▸ Exercise aim: Please print the items below word for word, beginning at their very first line and stopping after the line that contains "left=155, top=35, right=400, bottom=262".

====================

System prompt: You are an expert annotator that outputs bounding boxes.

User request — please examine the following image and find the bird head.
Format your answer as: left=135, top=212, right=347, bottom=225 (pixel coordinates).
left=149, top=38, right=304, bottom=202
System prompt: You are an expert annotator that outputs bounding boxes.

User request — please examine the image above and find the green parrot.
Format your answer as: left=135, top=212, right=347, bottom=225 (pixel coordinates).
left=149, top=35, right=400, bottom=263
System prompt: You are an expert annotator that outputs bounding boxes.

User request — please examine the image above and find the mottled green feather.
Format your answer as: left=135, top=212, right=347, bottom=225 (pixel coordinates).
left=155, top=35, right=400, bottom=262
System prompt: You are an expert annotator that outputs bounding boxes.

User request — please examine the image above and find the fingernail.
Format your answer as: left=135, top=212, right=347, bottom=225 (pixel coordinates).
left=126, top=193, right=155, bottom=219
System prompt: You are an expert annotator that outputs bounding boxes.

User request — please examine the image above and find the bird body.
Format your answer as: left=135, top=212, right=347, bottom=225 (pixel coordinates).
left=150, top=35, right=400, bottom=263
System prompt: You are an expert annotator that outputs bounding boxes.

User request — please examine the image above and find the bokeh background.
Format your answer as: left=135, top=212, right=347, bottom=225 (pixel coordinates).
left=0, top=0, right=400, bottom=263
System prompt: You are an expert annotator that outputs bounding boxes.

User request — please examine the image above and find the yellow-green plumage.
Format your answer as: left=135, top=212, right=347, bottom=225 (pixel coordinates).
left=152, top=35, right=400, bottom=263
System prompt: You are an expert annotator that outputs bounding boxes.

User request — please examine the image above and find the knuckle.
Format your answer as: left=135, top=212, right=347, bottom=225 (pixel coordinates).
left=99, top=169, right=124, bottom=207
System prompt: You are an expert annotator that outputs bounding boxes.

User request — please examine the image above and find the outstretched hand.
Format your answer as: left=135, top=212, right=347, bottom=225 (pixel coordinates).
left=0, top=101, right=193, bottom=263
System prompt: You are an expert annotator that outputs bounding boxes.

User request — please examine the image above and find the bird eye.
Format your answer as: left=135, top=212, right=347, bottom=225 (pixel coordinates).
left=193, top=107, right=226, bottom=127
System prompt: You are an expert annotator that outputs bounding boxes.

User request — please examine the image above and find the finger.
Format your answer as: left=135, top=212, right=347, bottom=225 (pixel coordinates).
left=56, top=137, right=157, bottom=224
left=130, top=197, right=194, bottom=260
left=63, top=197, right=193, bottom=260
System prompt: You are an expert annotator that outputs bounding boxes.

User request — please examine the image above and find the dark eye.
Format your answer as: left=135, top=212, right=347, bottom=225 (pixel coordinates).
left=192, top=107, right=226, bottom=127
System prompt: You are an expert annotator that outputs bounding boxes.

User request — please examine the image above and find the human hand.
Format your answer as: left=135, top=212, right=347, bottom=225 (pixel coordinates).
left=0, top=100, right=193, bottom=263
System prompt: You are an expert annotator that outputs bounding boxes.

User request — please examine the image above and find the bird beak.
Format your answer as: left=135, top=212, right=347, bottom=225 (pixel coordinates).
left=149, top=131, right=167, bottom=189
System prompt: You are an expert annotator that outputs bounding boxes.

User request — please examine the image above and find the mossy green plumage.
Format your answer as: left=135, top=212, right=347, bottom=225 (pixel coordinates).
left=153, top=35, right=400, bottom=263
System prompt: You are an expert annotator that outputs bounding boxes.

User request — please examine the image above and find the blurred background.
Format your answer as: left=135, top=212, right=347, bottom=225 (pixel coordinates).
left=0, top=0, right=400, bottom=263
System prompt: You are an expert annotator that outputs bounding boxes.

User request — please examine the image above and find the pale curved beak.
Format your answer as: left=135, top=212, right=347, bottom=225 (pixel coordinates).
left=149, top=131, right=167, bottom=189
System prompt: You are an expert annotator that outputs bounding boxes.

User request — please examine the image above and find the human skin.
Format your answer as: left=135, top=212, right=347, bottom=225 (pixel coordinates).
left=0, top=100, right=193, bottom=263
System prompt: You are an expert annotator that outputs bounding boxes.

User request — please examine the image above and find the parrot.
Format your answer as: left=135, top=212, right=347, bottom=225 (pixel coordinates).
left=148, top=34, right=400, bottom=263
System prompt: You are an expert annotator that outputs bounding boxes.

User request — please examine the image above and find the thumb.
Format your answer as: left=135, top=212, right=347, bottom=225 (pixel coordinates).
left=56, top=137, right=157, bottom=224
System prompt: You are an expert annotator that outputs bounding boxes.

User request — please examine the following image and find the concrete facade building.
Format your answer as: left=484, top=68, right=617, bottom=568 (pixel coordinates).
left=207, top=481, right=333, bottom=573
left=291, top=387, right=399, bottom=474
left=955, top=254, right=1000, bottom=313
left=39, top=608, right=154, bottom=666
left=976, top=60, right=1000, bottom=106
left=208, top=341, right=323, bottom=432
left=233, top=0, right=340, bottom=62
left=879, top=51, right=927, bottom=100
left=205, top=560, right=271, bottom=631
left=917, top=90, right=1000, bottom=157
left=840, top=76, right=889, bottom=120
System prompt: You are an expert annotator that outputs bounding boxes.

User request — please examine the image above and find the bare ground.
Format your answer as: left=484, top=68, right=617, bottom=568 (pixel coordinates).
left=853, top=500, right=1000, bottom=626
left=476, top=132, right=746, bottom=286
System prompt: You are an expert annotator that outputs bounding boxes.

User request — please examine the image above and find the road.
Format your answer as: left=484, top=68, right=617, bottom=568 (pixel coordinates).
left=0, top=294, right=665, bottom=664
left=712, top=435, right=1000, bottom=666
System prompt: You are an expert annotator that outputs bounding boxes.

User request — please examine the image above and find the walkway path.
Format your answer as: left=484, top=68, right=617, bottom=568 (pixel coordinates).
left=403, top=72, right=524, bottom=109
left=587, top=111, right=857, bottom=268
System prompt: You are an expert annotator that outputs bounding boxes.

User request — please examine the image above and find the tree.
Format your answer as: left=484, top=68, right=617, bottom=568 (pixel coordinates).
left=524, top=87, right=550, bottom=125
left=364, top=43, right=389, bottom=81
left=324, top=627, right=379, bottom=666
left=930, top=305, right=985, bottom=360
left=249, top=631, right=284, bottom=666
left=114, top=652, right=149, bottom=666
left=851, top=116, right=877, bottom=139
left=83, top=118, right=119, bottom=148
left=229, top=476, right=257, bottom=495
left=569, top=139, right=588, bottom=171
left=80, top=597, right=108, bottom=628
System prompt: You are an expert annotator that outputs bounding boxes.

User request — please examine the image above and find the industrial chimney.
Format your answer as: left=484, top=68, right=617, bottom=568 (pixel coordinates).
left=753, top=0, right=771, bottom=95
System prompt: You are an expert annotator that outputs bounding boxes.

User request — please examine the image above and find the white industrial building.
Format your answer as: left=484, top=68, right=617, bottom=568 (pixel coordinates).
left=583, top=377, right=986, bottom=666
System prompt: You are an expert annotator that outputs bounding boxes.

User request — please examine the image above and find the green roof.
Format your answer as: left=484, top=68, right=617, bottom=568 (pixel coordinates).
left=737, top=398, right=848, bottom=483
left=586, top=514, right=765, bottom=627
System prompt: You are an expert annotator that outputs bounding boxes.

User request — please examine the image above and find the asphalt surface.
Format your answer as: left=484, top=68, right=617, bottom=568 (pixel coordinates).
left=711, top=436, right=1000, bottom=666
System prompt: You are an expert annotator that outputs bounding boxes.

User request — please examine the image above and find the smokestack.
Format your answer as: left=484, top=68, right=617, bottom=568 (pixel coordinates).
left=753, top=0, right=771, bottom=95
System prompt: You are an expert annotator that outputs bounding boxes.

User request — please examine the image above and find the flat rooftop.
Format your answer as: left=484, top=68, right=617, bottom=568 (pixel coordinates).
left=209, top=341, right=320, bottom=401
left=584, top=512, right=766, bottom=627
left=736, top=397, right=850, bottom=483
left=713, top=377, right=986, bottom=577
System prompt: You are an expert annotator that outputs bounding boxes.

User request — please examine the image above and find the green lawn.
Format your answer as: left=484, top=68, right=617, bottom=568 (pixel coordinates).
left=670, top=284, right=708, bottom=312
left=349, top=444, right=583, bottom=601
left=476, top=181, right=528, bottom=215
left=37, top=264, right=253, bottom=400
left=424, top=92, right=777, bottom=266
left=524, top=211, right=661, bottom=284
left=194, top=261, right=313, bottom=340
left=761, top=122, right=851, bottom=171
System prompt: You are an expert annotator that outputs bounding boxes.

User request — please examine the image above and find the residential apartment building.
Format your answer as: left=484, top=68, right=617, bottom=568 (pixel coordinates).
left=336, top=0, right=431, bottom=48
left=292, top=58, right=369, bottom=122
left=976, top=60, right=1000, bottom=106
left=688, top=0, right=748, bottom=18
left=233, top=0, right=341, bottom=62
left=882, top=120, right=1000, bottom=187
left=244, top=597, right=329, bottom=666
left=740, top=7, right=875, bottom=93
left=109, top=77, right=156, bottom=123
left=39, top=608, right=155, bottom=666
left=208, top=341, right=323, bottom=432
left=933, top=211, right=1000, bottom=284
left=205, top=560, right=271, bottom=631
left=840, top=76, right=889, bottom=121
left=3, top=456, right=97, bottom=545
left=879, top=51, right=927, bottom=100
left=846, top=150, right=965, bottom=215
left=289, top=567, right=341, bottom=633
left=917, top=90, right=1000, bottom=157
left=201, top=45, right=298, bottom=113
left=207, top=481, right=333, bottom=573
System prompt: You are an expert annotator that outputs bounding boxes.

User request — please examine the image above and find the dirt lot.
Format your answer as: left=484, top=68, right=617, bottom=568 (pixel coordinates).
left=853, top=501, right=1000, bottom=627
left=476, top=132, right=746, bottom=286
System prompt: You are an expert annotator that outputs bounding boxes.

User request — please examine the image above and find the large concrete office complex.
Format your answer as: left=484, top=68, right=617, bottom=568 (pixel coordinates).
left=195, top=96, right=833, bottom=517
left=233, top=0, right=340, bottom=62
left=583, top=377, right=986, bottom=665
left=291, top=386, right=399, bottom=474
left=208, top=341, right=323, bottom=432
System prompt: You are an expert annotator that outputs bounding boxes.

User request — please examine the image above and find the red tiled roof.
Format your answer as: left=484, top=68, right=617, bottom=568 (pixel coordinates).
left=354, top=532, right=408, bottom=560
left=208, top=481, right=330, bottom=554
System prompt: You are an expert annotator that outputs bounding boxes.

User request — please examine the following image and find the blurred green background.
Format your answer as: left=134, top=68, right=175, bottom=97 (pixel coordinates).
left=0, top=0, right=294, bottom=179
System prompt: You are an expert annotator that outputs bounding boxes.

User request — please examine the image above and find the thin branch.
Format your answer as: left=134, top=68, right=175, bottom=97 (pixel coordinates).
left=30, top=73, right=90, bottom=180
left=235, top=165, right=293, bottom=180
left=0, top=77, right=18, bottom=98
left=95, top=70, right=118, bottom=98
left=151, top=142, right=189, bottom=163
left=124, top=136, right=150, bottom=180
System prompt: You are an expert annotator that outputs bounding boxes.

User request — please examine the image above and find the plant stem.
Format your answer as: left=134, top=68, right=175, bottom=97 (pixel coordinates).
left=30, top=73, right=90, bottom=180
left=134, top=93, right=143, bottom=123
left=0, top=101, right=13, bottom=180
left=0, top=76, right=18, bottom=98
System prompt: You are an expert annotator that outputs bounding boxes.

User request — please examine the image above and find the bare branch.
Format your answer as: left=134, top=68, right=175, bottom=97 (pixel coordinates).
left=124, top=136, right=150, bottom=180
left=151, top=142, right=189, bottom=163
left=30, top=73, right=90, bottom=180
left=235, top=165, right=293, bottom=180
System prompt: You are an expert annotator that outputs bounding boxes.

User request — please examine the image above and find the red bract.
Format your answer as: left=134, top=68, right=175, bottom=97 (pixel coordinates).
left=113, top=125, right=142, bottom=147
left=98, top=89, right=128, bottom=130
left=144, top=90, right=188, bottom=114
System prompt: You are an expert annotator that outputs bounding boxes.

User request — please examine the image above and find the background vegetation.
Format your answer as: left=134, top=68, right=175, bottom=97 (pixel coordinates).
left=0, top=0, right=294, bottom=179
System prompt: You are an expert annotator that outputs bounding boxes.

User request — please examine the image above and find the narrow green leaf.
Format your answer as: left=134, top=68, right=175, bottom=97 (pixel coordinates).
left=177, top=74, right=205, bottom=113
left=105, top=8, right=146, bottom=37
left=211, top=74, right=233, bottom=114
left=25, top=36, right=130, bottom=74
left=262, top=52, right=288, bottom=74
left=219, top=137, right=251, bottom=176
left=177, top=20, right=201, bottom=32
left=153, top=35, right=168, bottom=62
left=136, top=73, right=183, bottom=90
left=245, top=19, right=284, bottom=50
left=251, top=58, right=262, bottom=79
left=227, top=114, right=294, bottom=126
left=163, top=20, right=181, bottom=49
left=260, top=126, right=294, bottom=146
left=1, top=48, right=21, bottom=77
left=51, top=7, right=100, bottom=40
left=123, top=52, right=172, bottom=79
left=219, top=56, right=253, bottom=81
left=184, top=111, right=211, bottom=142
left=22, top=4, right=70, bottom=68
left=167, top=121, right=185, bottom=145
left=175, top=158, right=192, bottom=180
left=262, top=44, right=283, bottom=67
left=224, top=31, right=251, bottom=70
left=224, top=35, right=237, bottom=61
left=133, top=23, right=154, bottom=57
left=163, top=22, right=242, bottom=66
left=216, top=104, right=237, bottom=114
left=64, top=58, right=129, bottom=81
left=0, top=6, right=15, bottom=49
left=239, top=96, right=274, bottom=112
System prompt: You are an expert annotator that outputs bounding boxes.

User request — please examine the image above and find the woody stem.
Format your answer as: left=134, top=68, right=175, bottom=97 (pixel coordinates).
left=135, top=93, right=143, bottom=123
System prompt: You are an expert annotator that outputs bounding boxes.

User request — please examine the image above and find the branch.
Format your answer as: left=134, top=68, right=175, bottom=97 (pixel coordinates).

====================

▸ Solution to the problem:
System prompt: You are an expert annotator that outputs bounding boxes.

User request — please examine the following image and find the bird head.
Format your answer as: left=135, top=212, right=347, bottom=225 (pixel coordinates).
left=149, top=38, right=304, bottom=202
System prompt: You are an expert annotator that outputs bounding boxes.

User request — please examine the image above and find the green parrot.
Format your answer as: left=135, top=212, right=347, bottom=225 (pixel coordinates).
left=149, top=35, right=400, bottom=263
System prompt: You are an expert annotator that outputs bounding boxes.

User request — please examine the image above and find the mottled green feather.
Format your answer as: left=135, top=212, right=347, bottom=225 (pixel coordinates).
left=155, top=35, right=400, bottom=262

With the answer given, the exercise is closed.